De toutes les guerres que le pays a livrées depuis la nuit des temps, celle à laquelle il se prépare aujourd’hui en abordant les négociations au sujet de l’Accord de libre-échange complet et approfondi est sans doute l’une des plus difficiles et des plus décisives. Carthage a perdu toutes ses guerres. La suite ne fut guère plus glorieuse. Le pays était historiquement ballotté au gré des convoitises des puissances étrangères ; il dut subir plusieurs siècles de déclin, avant d’engager sa vraie bataille pour l’indépendance nationale, qui mit fin à une longue période de soumission et d’errance culturelle, intellectuelle, politique et identitaire. Enfin, on vit s’engager, au lendemain de la proclamation de l’indépendance, une nouvelle bataille contre le sous-développement et l’analphabétisme ; elle fut, en son temps, un modèle du genre en termes de réalisme,
de stratégie et de sens des responsabilités.
Le courage, l’audace même des premières années de la décolonisation n’avaient pu résister à l’épreuve des faits. La classe politique était bien meilleure dans les joutes et subtilités politiques que dans l’art de la conduite de l’économie. La puissance des lobbies d’industriels en voie d’émergence, qui surent résister à toute forme d’ouverture au nom de la protection de l’industrie naissante, et défendre leur territoire contre toute forme de concurrence étrangère, a fini par dénaturer, par dévoyer même le processus de développement économique.

Énoncé du problème »
Poursuivez le texte sur les négociations de l'accord de libre-échange en reprenant juste après sa dernière phrase.

Relevé »
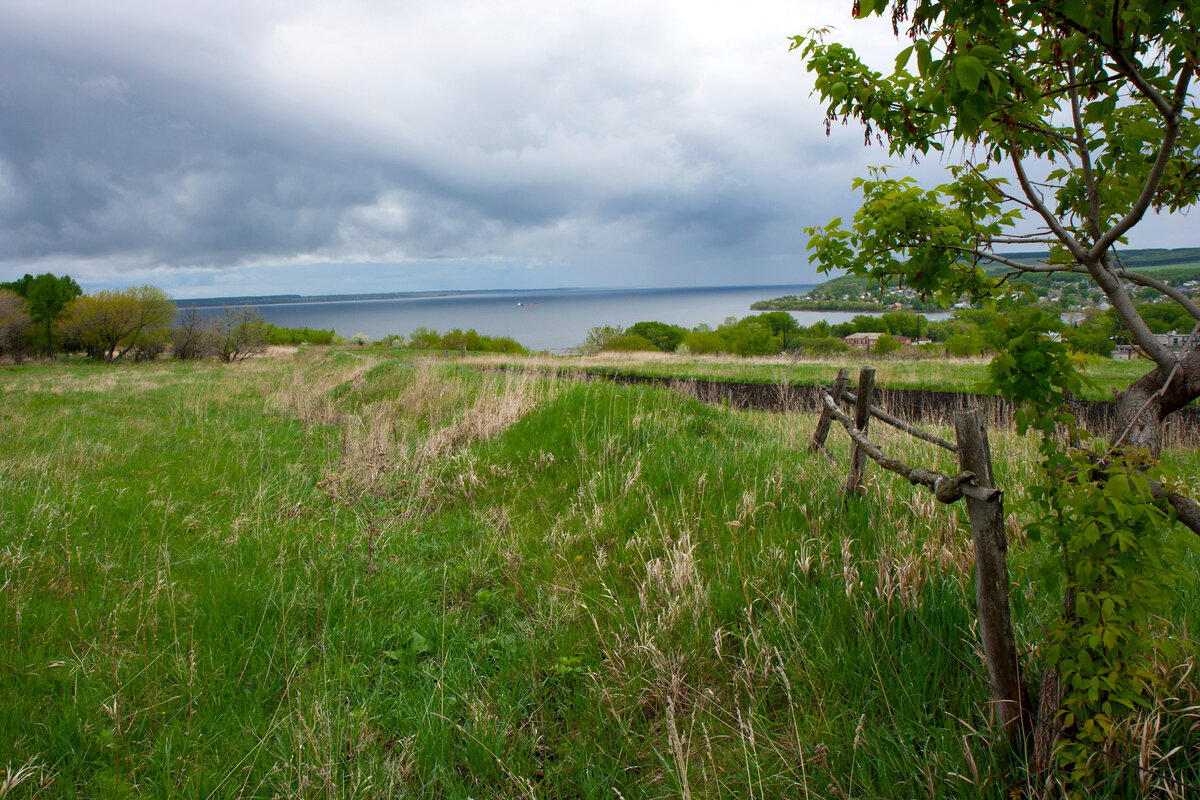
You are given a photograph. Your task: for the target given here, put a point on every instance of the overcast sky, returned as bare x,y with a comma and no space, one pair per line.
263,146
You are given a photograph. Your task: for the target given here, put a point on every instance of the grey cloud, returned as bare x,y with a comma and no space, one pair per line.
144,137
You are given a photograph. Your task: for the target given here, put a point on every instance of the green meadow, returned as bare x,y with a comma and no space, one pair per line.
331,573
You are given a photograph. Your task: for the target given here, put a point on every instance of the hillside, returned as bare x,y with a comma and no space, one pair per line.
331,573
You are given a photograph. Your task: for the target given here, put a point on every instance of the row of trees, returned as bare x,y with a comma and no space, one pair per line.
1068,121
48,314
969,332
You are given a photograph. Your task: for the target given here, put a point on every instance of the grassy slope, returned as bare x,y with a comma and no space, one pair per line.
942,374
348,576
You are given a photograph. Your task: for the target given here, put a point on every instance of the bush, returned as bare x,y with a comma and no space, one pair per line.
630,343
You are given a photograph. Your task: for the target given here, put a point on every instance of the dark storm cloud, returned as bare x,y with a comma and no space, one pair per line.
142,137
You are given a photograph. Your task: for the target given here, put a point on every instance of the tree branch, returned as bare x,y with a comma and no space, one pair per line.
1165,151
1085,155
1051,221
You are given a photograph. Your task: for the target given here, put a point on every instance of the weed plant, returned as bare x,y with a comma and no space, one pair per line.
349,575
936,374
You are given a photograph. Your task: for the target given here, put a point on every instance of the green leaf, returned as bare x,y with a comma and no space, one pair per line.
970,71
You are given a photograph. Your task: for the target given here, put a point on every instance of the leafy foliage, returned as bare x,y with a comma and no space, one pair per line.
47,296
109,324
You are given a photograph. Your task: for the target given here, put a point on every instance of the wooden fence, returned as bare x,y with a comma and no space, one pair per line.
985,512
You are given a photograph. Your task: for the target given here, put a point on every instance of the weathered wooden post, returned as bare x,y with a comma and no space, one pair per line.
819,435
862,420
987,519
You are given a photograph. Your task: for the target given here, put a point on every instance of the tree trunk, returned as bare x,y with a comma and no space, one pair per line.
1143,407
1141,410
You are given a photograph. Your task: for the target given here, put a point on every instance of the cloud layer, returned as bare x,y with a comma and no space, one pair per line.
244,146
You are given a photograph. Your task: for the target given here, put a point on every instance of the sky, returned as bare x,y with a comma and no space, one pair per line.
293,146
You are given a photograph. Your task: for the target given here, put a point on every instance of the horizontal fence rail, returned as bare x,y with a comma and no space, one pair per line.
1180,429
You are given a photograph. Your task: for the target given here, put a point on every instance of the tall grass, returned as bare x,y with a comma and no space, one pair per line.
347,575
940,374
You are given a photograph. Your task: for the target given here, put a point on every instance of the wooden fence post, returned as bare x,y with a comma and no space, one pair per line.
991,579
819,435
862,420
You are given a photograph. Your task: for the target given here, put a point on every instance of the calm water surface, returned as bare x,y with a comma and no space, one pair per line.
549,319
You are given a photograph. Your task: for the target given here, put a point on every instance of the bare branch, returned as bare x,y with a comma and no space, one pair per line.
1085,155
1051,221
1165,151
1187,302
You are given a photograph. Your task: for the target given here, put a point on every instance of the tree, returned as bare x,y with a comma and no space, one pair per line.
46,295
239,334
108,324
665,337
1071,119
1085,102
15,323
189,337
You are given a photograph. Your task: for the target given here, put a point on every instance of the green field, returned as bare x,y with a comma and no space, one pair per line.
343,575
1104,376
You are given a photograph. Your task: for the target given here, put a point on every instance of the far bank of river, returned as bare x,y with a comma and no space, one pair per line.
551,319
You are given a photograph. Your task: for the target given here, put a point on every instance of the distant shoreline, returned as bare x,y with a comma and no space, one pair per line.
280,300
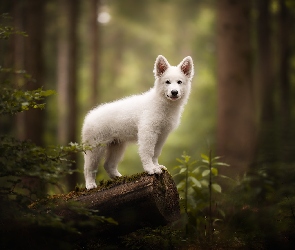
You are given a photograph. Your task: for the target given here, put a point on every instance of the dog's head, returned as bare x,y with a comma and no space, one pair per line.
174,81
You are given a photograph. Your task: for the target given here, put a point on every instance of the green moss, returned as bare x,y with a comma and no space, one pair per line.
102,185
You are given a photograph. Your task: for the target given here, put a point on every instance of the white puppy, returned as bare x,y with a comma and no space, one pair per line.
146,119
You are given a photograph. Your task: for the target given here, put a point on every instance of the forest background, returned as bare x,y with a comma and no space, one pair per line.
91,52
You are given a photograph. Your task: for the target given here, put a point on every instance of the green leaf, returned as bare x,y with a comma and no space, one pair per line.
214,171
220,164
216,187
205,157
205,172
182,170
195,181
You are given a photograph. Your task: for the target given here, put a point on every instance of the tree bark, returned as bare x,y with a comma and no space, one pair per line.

--

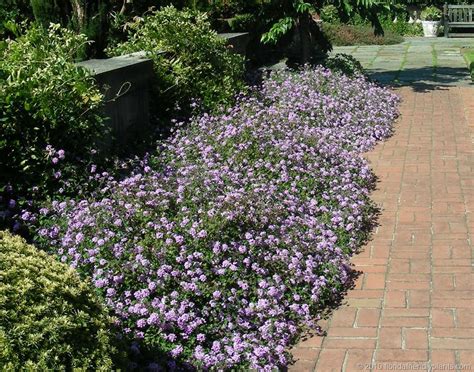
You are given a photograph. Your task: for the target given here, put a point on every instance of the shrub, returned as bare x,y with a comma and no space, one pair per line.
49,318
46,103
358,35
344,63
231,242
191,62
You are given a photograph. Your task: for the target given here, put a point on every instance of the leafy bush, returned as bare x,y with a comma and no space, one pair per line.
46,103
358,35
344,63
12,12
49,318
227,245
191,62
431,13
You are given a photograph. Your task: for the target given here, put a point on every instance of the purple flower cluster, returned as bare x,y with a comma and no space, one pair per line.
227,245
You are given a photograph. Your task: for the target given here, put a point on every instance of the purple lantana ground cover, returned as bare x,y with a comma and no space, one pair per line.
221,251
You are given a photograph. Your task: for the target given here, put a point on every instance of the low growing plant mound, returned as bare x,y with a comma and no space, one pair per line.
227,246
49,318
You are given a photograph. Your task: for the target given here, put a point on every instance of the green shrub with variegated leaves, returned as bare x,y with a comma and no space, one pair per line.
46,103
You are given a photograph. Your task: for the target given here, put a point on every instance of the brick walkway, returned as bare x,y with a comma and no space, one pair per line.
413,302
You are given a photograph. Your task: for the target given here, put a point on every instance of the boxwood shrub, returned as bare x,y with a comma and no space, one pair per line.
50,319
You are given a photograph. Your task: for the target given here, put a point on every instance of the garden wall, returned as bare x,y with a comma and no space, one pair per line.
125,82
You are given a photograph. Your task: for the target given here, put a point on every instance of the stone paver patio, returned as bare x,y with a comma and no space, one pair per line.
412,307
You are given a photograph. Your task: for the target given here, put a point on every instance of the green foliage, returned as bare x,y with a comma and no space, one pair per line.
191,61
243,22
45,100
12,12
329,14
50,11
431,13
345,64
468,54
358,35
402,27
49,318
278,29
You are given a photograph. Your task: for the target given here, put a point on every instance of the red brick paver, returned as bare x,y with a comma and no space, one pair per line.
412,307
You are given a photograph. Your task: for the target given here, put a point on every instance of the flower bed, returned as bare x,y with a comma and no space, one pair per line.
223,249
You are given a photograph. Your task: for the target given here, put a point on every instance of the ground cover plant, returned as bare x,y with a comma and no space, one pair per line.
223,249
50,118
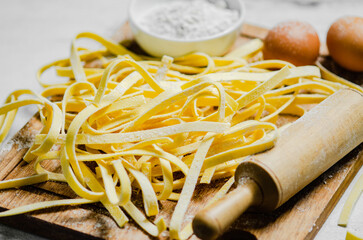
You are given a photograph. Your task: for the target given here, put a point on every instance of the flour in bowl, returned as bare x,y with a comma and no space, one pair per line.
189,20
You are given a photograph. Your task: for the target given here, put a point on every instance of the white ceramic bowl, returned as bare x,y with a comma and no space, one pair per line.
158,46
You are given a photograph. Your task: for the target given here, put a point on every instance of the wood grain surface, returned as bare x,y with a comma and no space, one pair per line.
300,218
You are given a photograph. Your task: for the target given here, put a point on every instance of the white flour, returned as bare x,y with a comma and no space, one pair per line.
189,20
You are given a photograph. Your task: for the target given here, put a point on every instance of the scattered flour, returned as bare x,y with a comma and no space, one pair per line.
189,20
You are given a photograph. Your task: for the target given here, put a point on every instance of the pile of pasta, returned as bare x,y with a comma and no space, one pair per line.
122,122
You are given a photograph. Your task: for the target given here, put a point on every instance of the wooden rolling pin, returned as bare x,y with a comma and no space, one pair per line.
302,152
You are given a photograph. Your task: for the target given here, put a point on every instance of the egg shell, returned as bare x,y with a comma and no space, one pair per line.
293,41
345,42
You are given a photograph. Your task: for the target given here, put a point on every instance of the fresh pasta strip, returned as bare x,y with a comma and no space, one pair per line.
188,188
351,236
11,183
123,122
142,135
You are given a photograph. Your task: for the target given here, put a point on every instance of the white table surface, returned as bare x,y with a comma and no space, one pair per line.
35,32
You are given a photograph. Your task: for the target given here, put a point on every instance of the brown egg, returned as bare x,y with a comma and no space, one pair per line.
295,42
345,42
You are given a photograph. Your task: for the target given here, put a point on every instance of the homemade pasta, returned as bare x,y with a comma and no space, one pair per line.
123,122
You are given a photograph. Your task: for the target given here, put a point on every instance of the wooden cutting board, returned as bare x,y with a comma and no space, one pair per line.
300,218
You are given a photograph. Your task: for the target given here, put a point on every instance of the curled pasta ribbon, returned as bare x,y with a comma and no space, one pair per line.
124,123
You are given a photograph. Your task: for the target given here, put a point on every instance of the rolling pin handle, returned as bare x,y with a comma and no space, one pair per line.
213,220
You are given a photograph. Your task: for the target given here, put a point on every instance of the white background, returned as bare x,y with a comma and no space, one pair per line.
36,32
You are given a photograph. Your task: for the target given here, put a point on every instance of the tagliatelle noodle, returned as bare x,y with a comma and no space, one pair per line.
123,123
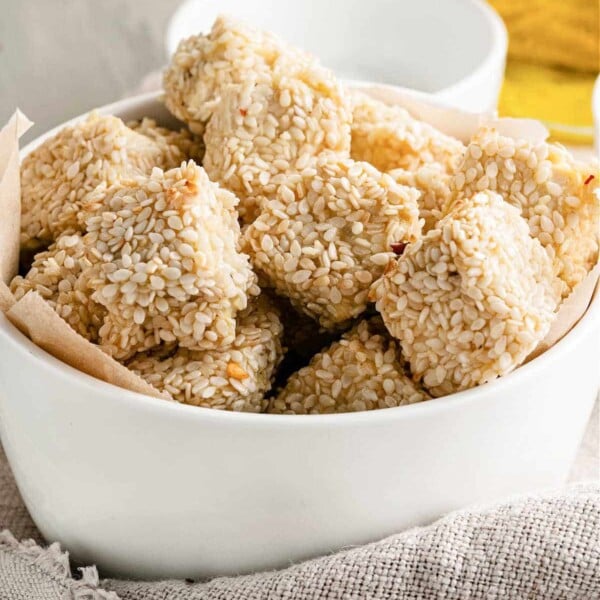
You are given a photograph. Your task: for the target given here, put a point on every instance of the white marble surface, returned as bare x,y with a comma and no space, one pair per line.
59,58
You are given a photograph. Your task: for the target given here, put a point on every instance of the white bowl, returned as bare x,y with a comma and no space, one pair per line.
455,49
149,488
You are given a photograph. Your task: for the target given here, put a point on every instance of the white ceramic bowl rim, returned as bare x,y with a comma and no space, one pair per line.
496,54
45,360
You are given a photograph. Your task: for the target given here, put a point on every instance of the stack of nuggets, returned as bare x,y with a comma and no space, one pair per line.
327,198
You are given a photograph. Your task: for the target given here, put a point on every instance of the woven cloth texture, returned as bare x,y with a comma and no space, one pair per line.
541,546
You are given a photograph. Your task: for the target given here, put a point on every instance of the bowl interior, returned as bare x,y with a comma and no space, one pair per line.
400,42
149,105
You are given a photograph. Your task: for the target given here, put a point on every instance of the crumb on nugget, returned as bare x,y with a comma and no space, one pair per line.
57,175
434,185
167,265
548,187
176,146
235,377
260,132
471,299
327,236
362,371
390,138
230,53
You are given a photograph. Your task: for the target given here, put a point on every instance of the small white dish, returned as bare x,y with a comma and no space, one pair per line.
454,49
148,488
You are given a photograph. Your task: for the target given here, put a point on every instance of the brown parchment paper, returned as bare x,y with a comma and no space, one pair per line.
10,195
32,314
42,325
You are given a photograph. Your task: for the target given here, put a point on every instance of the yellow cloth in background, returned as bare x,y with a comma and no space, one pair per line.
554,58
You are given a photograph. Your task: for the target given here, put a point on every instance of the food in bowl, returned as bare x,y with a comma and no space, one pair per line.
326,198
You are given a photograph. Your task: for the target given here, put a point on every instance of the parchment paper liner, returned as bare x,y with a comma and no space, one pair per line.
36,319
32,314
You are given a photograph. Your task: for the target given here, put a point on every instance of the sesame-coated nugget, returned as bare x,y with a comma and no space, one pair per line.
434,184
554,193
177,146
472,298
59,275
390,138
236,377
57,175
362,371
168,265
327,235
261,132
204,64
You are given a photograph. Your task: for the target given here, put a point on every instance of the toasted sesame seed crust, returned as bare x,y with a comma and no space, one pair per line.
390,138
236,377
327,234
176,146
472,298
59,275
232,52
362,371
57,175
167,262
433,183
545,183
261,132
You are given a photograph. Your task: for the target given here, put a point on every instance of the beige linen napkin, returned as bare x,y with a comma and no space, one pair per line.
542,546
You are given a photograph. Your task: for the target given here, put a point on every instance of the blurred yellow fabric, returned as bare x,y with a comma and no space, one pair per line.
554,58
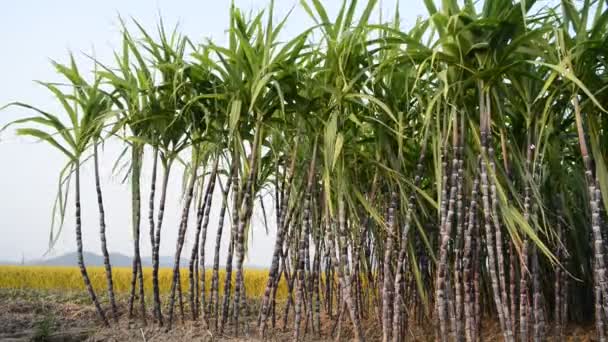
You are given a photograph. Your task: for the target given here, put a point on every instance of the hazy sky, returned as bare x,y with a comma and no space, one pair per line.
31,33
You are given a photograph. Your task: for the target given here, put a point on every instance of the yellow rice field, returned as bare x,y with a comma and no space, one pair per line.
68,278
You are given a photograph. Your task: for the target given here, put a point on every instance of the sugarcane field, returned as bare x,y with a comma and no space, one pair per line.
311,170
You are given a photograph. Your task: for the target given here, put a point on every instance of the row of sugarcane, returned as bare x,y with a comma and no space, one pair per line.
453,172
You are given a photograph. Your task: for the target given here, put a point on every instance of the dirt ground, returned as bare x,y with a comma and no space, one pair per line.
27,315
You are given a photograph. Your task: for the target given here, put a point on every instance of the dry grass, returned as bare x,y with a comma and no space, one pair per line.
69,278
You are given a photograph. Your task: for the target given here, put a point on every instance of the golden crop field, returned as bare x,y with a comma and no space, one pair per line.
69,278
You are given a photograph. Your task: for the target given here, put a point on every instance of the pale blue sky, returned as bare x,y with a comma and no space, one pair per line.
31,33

Résultat de la tâche »
On vit monter de partout des digues de protection effective tarifaires et tout un arsenal de barrières douanières, qui eurent pour effet de bannir toute velléité de compétition, au mépris de l’exigence de l’efficacité qui aurait dû être la norme. L’excès de protection fit naître un déficit d’innovation, de prise de risque et au final, d’investissement. Le réveil fut, à chaque fois, très brutal, en 1969-1970, et plus tard, en 1985-1986, avec l’arrêt quasi total de la production qui ne pouvait emprunter les sentiers vertueux d’une montée en gamme d’un développement durable. En l’absence de concurrence, fût-ce à petites doses, l’inefficacité finit par paralyser l’appareil productif. Il ne pouvait y avoir de passage d’une économie de main-d’oeuvre de simple exécution, à une économie de conception, de recherche et de développement.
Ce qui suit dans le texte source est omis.